#### TRY IT
Give the records once more, exactly as they stand.

[Records from a dataset]
----

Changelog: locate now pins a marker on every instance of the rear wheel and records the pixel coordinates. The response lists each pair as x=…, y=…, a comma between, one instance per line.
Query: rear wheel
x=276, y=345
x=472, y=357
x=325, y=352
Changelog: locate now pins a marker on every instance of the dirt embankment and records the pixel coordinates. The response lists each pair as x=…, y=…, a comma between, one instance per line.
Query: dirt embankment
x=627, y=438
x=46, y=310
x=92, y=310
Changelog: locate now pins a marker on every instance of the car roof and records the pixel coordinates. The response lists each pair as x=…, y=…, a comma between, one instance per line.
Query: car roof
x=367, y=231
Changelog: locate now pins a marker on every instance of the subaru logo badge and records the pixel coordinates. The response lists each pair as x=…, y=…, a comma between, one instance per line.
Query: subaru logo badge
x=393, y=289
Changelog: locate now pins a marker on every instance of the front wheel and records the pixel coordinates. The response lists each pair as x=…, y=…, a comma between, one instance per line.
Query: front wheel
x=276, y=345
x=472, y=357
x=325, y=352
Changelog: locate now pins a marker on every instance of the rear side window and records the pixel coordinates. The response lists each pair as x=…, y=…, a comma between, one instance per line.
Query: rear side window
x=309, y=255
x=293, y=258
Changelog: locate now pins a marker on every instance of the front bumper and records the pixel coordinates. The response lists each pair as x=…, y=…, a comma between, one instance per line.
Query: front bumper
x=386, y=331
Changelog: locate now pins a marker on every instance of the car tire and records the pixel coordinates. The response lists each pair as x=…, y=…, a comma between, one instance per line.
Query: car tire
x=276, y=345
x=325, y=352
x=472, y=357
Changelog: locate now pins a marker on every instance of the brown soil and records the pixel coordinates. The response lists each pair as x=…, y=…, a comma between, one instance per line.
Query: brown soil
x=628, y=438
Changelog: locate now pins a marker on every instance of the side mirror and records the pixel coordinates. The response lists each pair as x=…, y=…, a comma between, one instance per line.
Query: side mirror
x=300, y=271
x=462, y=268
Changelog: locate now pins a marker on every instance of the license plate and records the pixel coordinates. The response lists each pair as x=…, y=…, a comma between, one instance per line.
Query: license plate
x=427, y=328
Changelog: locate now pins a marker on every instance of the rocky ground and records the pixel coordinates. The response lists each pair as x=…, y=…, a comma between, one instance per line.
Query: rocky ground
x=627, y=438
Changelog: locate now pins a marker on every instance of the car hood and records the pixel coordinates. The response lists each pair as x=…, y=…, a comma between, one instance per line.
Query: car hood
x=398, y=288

----

#### TASK RESPONSE
Changelog: locate now pins a marker on every instance of the rear wheel and records the pixel coordinates. The response lists each pair as x=…, y=…, a comma between, one instance per line.
Query: rear wheel
x=276, y=345
x=472, y=357
x=325, y=352
Changelog: locate now pins a marker on every instance of the dirt embankment and records the pixel coordinates. The response lists each pair as x=…, y=…, a comma between, one instance per line.
Query: dirt embankment
x=627, y=438
x=46, y=310
x=92, y=310
Changelog: locate now pins a marker on every instance of the car roof and records the pixel coordinates. The response lists each pair as x=…, y=…, a comma between, one instance per line.
Query: car roof
x=367, y=231
Changelog: locate now pins a marker on every instance of the subaru logo badge and records the pixel coordinates. The response lists each pair as x=…, y=…, a comma between, one instance per line.
Query: subaru logo badge
x=393, y=289
Changelog: locate now pins a marker on every instance of the front wheel and records the pixel coordinates. The response lists each pair as x=…, y=…, a comma between, one instance per line.
Query: front wheel
x=276, y=345
x=472, y=357
x=325, y=352
Changelog: locate now pins a marker on every instance of the rear side window and records the pixel coordinates. The response lists each pair as x=…, y=…, a comma between, one instance per line.
Query: rear side window
x=309, y=255
x=293, y=258
Changelog: locate now pins a marker on every instance of the front bumper and records the pixel coordinates. The response lists each pair as x=…, y=…, a comma between, one instance per line.
Query: front bumper
x=386, y=331
Changelog: locate now pins a marker on every instance of the car tire and records the pixel coordinates. The response lists each pair as x=…, y=…, a comma between, one instance per line.
Query: car tire
x=276, y=345
x=325, y=352
x=472, y=357
Changelog: locate now pins a marker on every instance of the brown soil and records the pixel coordinates. The response lists each pair as x=…, y=…, a comma between, one instance per line.
Query: brown soil
x=628, y=438
Changelog: locate now pins a marker on every instance of the side mirror and records the pixel coordinates. The response lists each pair as x=…, y=…, a comma between, one instance per line.
Query: side mirror
x=300, y=271
x=462, y=268
Changelog: locate now pins a marker on every instance of the license plate and records the pixel coordinates. The response lists each pair as x=…, y=…, a comma between, one instance per line.
Query: license plate
x=427, y=328
Changelog: locate now pins a marker on every instance of the rocky ground and records the pixel coordinates. The response lists each pair as x=…, y=…, a comma between, one instance per line.
Query: rocky ground
x=627, y=438
Changelog: locate now pins a marker on every instance of the car hood and records the pixel coordinates. The response lists each pair as x=…, y=…, a comma between, one instance per line.
Query: car hood
x=398, y=288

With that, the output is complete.